Revenue was $4.2 billion, up 205.7 percent compared to $1.4 billion in second quarter of 2014. The increase was the result of the contribution of wholesale fuel distribution sales from Aloha Petroleum and SUN’s interest in Sunoco, LLC on a consolidated basis(2), merchandise and retail fuel sales from the MACS and Aloha convenience stores, higher rental income, partly offset by the impact of lower selling prices for motor fuel.

Total gross profit was $236.8 million, compared to $22.2 million in the second quarter of 2014.  Key drivers of the increase were the contribution from the previously mentioned wholesale and retail businesses and an increase in the weighted average margin per gallon of gasoline -- which is the result of higher-margin retail fuel gallons being added to the overall sales mix.

Net income attributable to partners was $34.9 million, or $0.87 per diluted unit, versus $9.6 million, or $0.43 per diluted unit, in the second quarter of last year.

On a weighted average basis, excluding noncontrolling interest, fuel margin for all gallons sold increased to 7.6 cents per gallon, compared to 3.7 cents per gallon a year ago.  Sales of higher margin retail gallons by MACS and Aloha -- along with a change in the wholesale fuel customer mix related to the Sunoco, LLC, MACS and Aloha acquisitions -- drove most of the margin increase.

Excluding the noncontrolling interest, total wholesale gallons sold in the second quarter were 967.9 million, compared with 461.8 million in the second quarter of last year, an increase of 109.6%.  This includes gallons sold to affiliate operated convenience stores, consignment stores and third-party customers, including independent dealers, fuel distributors and commercial customers.


Motor fuel gallons sold to affiliates, increased 39.2% from a year ago to 408.1 million gallons during the second quarter of 2015, excluding the noncontrolling interest.  Affiliate customers included 679 Stripes ® and Sac-N-Pac ™ convenience stores operated by ETP as well as sales of motor fuel to ETP subsidiaries for resale under consignment arrangements at approximately 85 independently operated convenience stores. Additionally, effective with the acquisition of Sunoco, LLC, affiliates also included Sunoco retail fuel and convenience store sites operated by a subsidiary of ETP, which contributed 86.8 million gallons in the quarter. Organic growth in sales through Stripes sites from new builds and same store sales growth also contributed to the increase. The Partnership realized 3.3 cent per gallon gross profit on these gallons on a weighted average basis.

§ REQUIREMENT 1
Filter the records down to every line that contains the string "chair", treating uppercase and lowercase letters as different.
The quarterly results excerpt and the records have no connection to each other.

[Entries from a point annotation set]
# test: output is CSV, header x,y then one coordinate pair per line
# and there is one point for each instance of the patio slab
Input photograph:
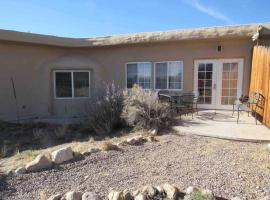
x,y
221,124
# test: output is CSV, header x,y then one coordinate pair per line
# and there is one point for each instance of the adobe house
x,y
53,77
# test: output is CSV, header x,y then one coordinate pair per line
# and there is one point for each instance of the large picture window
x,y
139,73
169,75
72,84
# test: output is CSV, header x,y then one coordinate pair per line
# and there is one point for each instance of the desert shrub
x,y
103,112
142,109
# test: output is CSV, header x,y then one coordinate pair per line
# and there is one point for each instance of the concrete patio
x,y
221,124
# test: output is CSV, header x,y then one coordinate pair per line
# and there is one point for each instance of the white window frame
x,y
72,83
151,83
167,61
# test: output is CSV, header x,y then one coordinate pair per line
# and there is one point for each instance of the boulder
x,y
127,195
90,196
171,191
40,162
160,191
55,197
135,193
62,155
191,189
150,139
114,195
207,193
20,170
73,195
237,198
141,197
153,132
91,151
137,140
149,190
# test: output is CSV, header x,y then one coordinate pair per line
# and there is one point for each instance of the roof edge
x,y
235,31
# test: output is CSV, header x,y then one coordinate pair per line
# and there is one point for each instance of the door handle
x,y
215,86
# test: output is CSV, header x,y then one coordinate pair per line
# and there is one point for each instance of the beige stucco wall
x,y
31,67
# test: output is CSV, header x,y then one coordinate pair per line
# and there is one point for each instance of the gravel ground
x,y
228,168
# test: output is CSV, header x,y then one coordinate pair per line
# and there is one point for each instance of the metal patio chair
x,y
249,104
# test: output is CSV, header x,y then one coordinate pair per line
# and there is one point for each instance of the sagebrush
x,y
103,112
142,109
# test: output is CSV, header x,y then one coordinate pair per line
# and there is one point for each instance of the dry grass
x,y
22,158
43,196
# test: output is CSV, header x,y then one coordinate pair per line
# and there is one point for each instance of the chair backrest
x,y
191,97
255,98
188,97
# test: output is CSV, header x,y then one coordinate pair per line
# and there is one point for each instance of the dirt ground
x,y
228,168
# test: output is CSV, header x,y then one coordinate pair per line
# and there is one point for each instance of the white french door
x,y
218,81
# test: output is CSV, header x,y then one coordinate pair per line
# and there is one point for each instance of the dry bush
x,y
43,196
103,112
108,146
143,110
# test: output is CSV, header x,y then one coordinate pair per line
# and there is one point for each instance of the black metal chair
x,y
249,104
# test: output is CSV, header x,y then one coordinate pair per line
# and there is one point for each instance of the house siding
x,y
31,68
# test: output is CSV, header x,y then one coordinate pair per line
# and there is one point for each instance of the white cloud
x,y
209,11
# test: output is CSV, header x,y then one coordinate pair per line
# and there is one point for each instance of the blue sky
x,y
90,18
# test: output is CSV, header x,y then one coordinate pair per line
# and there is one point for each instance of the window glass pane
x,y
161,75
63,84
201,67
131,75
81,84
175,75
144,75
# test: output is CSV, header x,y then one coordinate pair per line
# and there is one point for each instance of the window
x,y
139,73
169,75
72,84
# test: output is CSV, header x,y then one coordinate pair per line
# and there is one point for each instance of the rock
x,y
160,191
122,143
114,195
207,193
9,172
264,198
149,190
191,189
153,132
40,162
73,195
127,195
90,196
55,197
90,151
137,140
236,198
150,139
20,170
135,193
62,155
141,197
171,191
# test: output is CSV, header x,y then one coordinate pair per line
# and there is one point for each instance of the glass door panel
x,y
229,83
205,74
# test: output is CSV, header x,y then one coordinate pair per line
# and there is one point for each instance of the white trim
x,y
217,79
72,83
182,78
151,78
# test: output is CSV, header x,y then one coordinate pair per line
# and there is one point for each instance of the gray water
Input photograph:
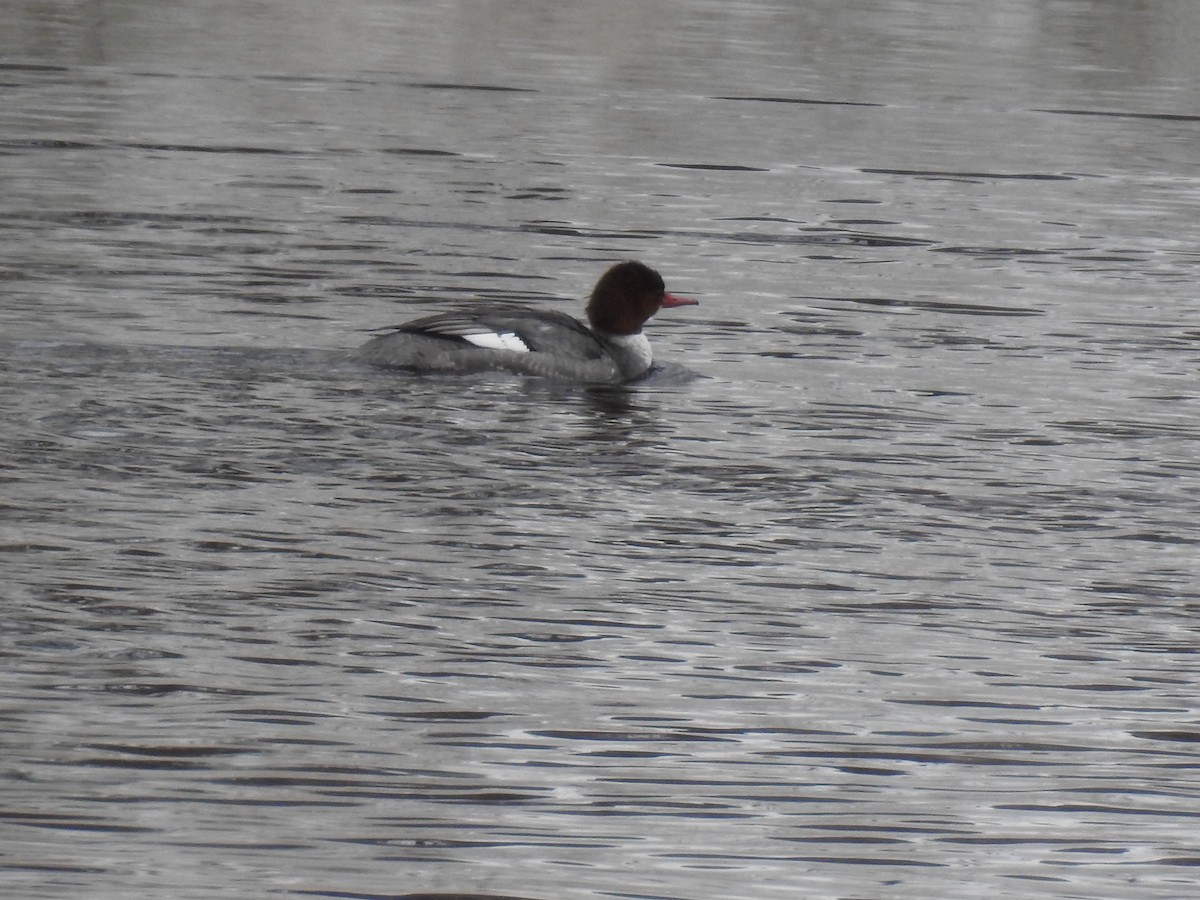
x,y
895,597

§ REQUIREMENT 2
According to the quarterly results excerpt, how many Stripes and Sac-N-Pac convenience stores operated by ETP were among the affiliate customers?

§ CORRECT ANSWER 1
# and there is one point for each instance of the metal patio chair
# and there is one point for each instance of the chair backrest
# and there is one point for each instance of the black metal chair

§ CORRECT ANSWER 2
679